Begin Exercise input
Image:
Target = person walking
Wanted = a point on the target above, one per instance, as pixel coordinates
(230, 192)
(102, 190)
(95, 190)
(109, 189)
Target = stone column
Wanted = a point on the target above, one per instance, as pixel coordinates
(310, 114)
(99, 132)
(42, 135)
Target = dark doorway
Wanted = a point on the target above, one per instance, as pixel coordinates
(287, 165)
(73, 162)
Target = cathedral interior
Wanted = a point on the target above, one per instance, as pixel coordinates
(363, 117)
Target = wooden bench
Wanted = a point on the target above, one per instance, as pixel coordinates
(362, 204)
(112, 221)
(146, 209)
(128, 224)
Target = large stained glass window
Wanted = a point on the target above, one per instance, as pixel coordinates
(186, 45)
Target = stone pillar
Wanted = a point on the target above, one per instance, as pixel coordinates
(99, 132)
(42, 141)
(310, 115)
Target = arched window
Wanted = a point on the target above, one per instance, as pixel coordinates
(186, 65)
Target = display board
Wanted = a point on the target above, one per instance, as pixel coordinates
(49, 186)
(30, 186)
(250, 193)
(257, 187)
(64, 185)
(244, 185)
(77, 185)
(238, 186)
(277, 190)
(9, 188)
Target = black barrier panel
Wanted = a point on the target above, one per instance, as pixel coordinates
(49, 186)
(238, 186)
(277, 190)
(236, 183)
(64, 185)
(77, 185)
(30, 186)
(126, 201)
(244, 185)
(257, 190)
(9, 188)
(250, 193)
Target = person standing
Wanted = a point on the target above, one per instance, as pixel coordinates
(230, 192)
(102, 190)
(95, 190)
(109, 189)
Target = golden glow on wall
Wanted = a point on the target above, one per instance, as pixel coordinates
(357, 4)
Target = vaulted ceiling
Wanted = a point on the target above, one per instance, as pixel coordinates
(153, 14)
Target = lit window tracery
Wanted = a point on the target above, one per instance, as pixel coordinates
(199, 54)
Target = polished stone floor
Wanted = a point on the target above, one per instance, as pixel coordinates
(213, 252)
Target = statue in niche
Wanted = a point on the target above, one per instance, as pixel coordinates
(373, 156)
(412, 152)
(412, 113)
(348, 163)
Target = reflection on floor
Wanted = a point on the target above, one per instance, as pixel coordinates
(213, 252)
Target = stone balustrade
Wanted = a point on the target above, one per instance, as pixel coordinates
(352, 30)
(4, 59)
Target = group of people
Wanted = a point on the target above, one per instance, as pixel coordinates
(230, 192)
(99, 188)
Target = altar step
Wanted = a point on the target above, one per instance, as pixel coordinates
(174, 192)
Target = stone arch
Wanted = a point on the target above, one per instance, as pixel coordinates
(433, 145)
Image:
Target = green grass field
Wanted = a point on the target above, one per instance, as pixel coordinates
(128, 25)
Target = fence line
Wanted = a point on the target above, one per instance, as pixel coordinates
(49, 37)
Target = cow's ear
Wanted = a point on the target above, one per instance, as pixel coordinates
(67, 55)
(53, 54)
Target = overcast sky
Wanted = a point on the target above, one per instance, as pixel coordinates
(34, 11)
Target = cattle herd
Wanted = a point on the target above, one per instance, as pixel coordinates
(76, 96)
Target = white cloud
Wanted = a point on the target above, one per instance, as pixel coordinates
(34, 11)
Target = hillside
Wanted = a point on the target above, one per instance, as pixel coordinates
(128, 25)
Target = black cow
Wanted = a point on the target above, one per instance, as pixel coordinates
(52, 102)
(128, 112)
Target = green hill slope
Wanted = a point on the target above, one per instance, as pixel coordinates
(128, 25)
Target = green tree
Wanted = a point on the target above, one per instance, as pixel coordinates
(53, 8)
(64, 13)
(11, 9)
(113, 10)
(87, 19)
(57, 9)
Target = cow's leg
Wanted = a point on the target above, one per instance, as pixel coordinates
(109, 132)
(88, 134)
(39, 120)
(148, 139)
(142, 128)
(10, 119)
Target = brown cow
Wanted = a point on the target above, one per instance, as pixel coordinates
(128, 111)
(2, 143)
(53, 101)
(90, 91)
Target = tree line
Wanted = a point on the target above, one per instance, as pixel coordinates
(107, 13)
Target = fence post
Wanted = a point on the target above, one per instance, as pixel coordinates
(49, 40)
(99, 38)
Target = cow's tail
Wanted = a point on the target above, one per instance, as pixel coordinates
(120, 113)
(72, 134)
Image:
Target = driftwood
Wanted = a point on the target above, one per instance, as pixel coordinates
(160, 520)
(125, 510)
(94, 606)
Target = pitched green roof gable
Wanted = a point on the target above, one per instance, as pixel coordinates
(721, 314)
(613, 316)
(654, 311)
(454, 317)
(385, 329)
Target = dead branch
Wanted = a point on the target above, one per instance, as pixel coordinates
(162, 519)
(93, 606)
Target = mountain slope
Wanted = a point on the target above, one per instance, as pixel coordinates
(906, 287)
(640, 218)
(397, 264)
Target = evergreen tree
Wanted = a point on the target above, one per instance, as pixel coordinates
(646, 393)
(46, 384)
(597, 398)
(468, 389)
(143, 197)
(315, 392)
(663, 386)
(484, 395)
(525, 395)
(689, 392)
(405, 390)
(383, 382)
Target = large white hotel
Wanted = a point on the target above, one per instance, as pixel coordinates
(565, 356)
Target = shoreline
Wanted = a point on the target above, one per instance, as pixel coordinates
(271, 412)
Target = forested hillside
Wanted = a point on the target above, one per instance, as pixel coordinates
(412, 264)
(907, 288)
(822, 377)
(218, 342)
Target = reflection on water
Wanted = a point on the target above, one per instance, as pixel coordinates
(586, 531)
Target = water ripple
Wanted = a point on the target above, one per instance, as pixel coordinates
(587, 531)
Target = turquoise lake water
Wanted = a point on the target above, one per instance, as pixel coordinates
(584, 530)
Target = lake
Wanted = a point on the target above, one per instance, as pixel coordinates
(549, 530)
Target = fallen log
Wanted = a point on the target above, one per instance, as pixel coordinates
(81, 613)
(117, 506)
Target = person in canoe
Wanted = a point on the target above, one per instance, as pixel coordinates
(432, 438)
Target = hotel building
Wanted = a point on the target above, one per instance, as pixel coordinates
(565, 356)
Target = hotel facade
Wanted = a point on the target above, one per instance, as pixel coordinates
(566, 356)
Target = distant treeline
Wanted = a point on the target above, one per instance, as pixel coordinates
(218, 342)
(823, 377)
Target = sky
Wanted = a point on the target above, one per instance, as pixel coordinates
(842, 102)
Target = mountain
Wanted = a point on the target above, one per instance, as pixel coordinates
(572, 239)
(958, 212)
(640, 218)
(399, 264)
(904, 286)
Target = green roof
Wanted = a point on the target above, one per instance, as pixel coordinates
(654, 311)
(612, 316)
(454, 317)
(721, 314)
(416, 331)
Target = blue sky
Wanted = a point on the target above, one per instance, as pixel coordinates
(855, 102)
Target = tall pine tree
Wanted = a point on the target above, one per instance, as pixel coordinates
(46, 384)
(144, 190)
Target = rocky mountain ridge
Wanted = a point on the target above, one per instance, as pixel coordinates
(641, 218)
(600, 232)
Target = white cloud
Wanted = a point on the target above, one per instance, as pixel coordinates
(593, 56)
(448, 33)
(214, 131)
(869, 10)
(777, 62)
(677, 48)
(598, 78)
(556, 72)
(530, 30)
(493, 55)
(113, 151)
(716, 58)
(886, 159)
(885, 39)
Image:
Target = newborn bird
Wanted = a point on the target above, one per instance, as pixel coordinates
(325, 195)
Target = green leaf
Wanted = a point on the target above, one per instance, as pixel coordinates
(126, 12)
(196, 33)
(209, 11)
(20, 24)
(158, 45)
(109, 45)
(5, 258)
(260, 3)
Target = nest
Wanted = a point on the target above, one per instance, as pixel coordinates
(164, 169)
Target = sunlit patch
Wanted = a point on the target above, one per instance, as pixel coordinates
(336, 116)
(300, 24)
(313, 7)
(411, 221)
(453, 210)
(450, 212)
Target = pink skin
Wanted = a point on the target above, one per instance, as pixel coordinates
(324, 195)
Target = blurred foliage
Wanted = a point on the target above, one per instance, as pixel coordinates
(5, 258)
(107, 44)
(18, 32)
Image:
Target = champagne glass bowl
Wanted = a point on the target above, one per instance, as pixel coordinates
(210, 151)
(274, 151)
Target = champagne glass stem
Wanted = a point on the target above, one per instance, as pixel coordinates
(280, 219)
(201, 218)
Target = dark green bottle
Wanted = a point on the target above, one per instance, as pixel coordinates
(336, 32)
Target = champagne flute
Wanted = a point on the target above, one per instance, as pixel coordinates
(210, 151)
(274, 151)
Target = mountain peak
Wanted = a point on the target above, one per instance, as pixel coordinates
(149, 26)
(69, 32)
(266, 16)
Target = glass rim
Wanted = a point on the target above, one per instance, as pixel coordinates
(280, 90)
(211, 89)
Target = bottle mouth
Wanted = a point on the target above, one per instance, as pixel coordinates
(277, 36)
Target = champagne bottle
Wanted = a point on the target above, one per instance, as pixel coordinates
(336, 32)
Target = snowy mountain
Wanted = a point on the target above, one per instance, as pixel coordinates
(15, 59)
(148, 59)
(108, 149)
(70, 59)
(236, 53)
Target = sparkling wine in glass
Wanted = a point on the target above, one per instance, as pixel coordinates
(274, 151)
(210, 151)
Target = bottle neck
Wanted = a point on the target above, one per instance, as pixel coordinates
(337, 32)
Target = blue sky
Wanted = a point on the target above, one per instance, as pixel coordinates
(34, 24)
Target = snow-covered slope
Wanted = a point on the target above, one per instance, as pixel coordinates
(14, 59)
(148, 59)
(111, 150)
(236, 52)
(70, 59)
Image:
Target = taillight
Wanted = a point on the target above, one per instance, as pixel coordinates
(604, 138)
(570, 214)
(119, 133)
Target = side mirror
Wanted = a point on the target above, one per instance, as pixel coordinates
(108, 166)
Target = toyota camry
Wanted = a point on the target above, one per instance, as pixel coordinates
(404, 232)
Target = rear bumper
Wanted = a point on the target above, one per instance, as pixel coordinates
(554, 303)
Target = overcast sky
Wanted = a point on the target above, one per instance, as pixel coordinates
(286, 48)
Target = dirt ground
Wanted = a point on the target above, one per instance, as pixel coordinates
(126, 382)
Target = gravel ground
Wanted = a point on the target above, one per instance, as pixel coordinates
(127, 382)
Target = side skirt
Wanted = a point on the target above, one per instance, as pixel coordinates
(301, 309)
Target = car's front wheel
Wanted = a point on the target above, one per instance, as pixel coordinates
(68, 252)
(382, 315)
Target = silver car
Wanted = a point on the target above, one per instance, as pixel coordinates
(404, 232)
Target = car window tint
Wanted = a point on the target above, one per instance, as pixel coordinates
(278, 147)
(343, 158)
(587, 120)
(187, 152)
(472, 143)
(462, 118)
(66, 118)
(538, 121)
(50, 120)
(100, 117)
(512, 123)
End Exercise input
Restate the final lines of the listing above word for word, beginning at the line that contains "Target = toyota camry".

Target = toyota camry
Wanted = a point on the target above, one per instance, as pixel coordinates
(404, 232)
Target = rear bumper
Wanted = a point on the target above, one per instance, as pixel coordinates
(554, 303)
Target = overcast sky
Wanted = a point on the target above, one per instance, as pixel coordinates
(286, 48)
Target = dirt ground
Wanted = a point on the target above, one per instance, as pixel coordinates
(126, 382)
Target = gravel ground
Wanted = a point on the target above, one per instance, as pixel coordinates
(127, 382)
Target = side skirt
Wanted = a point on the target above, one per instance, as pixel coordinates
(301, 309)
Target = car's front wheel
Wanted = a point on the target above, one per instance, as pixel coordinates
(68, 252)
(382, 315)
Target = silver car
Wanted = a point on the target above, one per instance, as pixel coordinates
(404, 232)
Target = car window tint
Wanted = a point on the target above, one per instance, as pixel coordinates
(278, 147)
(343, 158)
(587, 120)
(187, 152)
(472, 143)
(462, 118)
(66, 118)
(538, 121)
(50, 120)
(100, 117)
(512, 123)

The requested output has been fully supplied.